## EXERCISE
Your output should be exactly the lines from the one containing "For instance, an" through the final line of the following data, please, with no pictures.

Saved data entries
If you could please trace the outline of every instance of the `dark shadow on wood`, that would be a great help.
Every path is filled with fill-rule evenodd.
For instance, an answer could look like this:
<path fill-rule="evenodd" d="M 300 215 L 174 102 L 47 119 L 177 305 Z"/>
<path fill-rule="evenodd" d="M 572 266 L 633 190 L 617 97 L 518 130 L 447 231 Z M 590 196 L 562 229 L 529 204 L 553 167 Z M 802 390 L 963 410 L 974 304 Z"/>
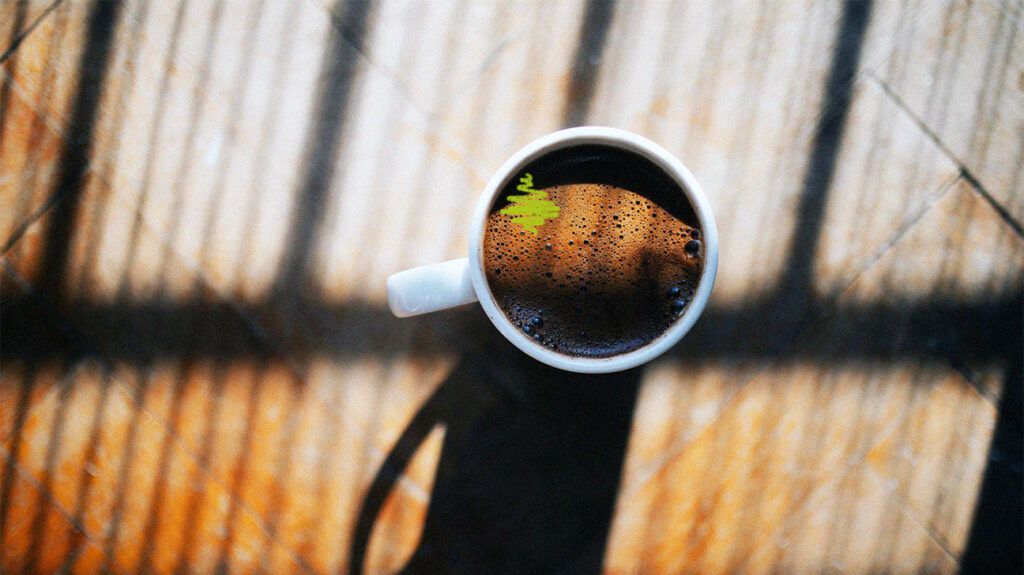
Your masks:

## REPLY
For instance, an answer could look like this:
<path fill-rule="evenodd" d="M 300 215 L 174 102 L 47 119 L 177 305 Z"/>
<path fill-rule="evenodd" d="M 572 266 L 633 190 L 617 97 L 518 130 L 447 231 Z M 590 196 L 562 229 L 529 204 L 553 167 Z M 802 390 L 963 410 L 974 304 Z"/>
Your masks:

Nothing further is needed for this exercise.